◆ Objective: Go through the entries below and retype them exactly, omitting each picture.
************
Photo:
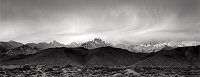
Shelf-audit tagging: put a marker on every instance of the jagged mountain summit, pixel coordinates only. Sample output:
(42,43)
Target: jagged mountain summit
(16,48)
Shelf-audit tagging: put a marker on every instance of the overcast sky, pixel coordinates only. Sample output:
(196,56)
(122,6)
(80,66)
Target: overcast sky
(120,21)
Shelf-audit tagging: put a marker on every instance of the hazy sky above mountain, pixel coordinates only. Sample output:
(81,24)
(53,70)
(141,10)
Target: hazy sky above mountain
(113,20)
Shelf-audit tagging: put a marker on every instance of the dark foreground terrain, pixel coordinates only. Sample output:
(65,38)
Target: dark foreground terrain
(102,62)
(96,71)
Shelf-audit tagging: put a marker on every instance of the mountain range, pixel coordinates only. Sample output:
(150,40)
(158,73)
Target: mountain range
(108,56)
(98,52)
(15,48)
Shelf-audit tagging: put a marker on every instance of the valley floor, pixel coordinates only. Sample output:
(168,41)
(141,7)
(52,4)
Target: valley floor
(97,71)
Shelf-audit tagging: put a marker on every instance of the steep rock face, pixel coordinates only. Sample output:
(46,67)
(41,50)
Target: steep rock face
(96,43)
(25,49)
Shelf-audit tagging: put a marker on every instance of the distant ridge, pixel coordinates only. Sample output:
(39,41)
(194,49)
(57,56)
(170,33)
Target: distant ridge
(180,56)
(109,56)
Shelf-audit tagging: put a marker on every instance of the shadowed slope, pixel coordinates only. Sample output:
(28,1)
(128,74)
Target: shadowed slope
(111,56)
(180,56)
(53,56)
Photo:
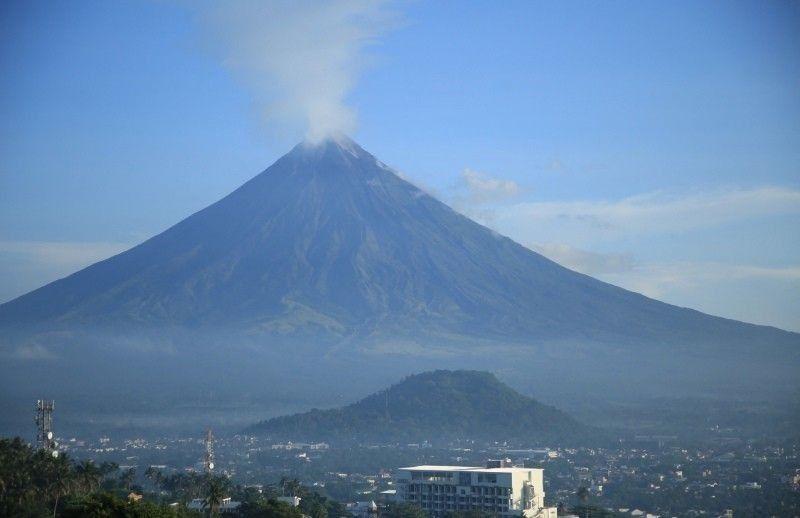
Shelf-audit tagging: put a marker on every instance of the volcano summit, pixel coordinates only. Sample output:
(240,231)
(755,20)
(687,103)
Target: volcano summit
(328,261)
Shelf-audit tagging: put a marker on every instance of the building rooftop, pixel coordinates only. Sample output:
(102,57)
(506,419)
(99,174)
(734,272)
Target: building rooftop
(469,468)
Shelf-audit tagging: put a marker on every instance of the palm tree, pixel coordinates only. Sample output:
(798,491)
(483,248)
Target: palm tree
(89,475)
(154,475)
(215,493)
(583,496)
(128,477)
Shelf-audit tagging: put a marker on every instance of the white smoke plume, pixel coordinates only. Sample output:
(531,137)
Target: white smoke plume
(300,58)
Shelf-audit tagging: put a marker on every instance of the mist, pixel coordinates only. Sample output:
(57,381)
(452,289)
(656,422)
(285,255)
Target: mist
(299,59)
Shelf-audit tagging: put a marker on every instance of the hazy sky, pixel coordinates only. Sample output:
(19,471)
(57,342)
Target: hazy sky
(652,145)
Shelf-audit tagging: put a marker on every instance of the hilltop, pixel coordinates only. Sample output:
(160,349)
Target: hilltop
(438,406)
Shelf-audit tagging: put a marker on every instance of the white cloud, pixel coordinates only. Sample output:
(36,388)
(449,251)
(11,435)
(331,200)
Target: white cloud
(482,188)
(300,58)
(759,294)
(583,222)
(590,263)
(27,265)
(656,279)
(32,352)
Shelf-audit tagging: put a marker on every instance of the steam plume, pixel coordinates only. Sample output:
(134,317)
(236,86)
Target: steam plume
(300,58)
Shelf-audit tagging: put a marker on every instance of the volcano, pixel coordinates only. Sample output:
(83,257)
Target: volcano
(330,256)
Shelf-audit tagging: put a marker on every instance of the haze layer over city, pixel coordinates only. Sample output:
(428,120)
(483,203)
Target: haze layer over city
(361,258)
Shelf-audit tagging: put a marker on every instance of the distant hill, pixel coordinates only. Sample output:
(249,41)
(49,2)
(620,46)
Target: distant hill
(329,272)
(436,406)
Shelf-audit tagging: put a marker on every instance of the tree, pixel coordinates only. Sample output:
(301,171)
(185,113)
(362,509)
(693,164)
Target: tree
(154,475)
(128,477)
(88,476)
(215,493)
(583,496)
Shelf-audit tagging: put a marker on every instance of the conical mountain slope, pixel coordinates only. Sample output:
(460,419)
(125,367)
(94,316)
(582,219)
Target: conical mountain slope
(330,242)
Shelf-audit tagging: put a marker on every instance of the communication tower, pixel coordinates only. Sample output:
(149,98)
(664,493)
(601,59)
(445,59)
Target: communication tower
(209,461)
(45,439)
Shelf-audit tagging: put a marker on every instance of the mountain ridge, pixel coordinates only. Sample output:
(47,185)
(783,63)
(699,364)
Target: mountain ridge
(437,406)
(176,271)
(329,262)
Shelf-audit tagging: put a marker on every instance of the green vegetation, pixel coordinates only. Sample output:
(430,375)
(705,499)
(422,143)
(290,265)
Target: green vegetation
(34,483)
(436,406)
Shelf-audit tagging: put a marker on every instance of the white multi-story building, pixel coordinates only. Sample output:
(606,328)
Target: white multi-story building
(505,491)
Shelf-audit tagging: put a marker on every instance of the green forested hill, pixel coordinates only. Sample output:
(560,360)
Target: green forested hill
(435,406)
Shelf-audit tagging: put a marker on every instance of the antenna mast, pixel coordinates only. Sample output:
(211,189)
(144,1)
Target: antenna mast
(209,461)
(45,439)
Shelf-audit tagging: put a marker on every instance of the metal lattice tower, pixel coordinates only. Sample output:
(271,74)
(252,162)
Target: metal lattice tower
(45,439)
(209,461)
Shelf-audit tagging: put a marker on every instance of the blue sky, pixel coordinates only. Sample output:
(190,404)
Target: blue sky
(652,145)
************
◆ Result of the exercise:
Photo:
Shelf-audit tagging: put a marker on every instance of the jagged mountain summit, pixel coordinates only. Sample output:
(42,43)
Target: jagged mountain summit
(16,48)
Shelf-audit tagging: put a marker on every instance of the overcast sky, pixel coordinates only. Sample output:
(196,56)
(122,6)
(80,66)
Target: overcast sky
(120,21)
Shelf-audit tagging: put a marker on every instance of the hazy sky above mountain, pixel coordinates only. Sample output:
(81,24)
(53,70)
(141,10)
Target: hazy sky above mountain
(113,20)
Shelf-audit tagging: put a marker on every instance of the dark foreground terrain, pixel coordinates only. Sample output:
(65,38)
Target: dark foreground terrain
(102,62)
(96,71)
Shelf-audit tagging: put a marker on every instance of the mountain range, pixel coordinates only. Sample output:
(150,40)
(158,73)
Target: mountain range
(108,56)
(98,52)
(15,48)
Shelf-audit tagging: put a marker on every instance of the valley floor, pixel coordinates only. Sample output:
(168,41)
(141,7)
(52,4)
Target: valley floor
(97,71)
Shelf-audit tagging: put a marker on every instance of the steep rock face, pixel coordinates only. Sample output:
(46,67)
(41,50)
Target: steep rock face
(96,43)
(25,49)
Shelf-audit tagging: put a marker on every instance of the distant ridge, pixel coordinates only. Sample output:
(39,41)
(194,49)
(57,56)
(170,33)
Target: distant ridge
(180,56)
(109,56)
Shelf-audit tagging: put a marker on every instance of the shadowed slope, pixel coordinates only. Sample output:
(28,1)
(128,74)
Target: shadowed slope
(111,56)
(180,56)
(53,56)
Photo:
Shelf-audit tagging: put a marker on every instance of the volcano summit, pixel coordinates only. Sample output:
(240,231)
(755,20)
(687,103)
Target: volcano summit
(328,261)
Shelf-audit tagging: put a marker on every instance of the building rooftop, pixel coordinates only. Sample output:
(102,57)
(506,419)
(99,174)
(734,272)
Target: building rooftop
(469,468)
Shelf-audit tagging: put a marker on every instance of the palm tree, pixel coordinates only. Sample output:
(798,491)
(483,248)
Target: palm tree
(89,475)
(154,475)
(215,493)
(583,496)
(128,477)
Shelf-audit tagging: put a marker on every instance of the white smoke plume, pixel coordinates only. Sample output:
(531,137)
Target: white smoke plume
(300,58)
Shelf-audit tagging: put a marker on every instance of the mist, pixel coordinates only. Sample output:
(57,381)
(452,289)
(656,422)
(285,255)
Target: mist
(299,59)
Shelf-audit tagging: put a marker on every instance of the hazy sky, pixel coordinates only. Sample output:
(19,471)
(57,342)
Target: hazy sky
(652,145)
Shelf-audit tagging: put a marker on every instance of the hilltop, pixel coordinates only. Sample output:
(160,349)
Target: hilltop
(438,406)
Shelf-audit tagging: put a marker on every instance of the white cloud, pixel coordinates only. Sample output:
(36,388)
(449,251)
(11,435)
(331,200)
Target: white cloud
(482,188)
(300,58)
(759,294)
(583,222)
(590,263)
(27,265)
(656,279)
(32,352)
Shelf-audit tagging: put a marker on every instance of the steam plume, pixel coordinates only. Sample output:
(134,317)
(236,86)
Target: steam plume
(300,58)
Shelf-audit tagging: put a marker on every instance of the volcano, pixel coordinates only. Sample output:
(83,257)
Target: volcano
(330,256)
Shelf-audit tagging: put a marker on every instance of the haze layer over city, pixel coordinates only. Sample output:
(428,120)
(483,203)
Target: haze layer over city
(361,258)
Shelf-audit tagging: put a marker on every instance of the distant hill, pixel coordinates only. Sample output:
(249,41)
(49,2)
(620,46)
Target: distant hill
(329,272)
(436,406)
Shelf-audit tagging: put a marker on every instance of the tree, pixel coordinates only. Sample output:
(301,171)
(185,113)
(362,509)
(693,164)
Target: tree
(154,475)
(128,477)
(88,476)
(215,493)
(583,496)
Shelf-audit tagging: put a marker on every instance of the conical mountain slope, pixel coordinates only. Sample output:
(460,419)
(125,367)
(94,316)
(582,219)
Target: conical mountain slope
(330,242)
Shelf-audit tagging: put a marker on every instance of the communication tower, pixel coordinates only. Sample output:
(149,98)
(664,493)
(601,59)
(445,59)
Target: communication tower
(209,461)
(45,439)
Shelf-audit tagging: put a marker on every instance of the mountain ridge, pixel coordinates only. Sample output:
(47,185)
(783,63)
(699,364)
Target: mountain ridge
(437,406)
(176,271)
(329,262)
Shelf-audit tagging: put a marker on every instance of the green vegetation, pixel coordinates only. Sample output:
(430,375)
(705,499)
(422,143)
(290,265)
Target: green vegetation
(34,483)
(436,406)
Shelf-audit tagging: put a marker on every instance of the white multi-story building, pixel coordinates only. Sample output:
(606,328)
Target: white multi-story building
(505,491)
Shelf-audit tagging: put a marker on every instance of the green forested hill, pixel coordinates only. Sample output:
(560,360)
Target: green forested hill
(435,406)
Shelf-audit tagging: put a marker on every instance of the antenna mast, pixel coordinates only. Sample output:
(211,189)
(144,1)
Target: antenna mast
(209,461)
(45,439)
Shelf-audit tagging: put a marker on every instance of the metal lattice tower, pixel coordinates only. Sample output:
(271,74)
(252,162)
Target: metal lattice tower
(45,439)
(209,461)
Shelf-audit tagging: put a marker on every instance of the blue sky, pixel coordinates only. Sample output:
(190,404)
Target: blue sky
(652,145)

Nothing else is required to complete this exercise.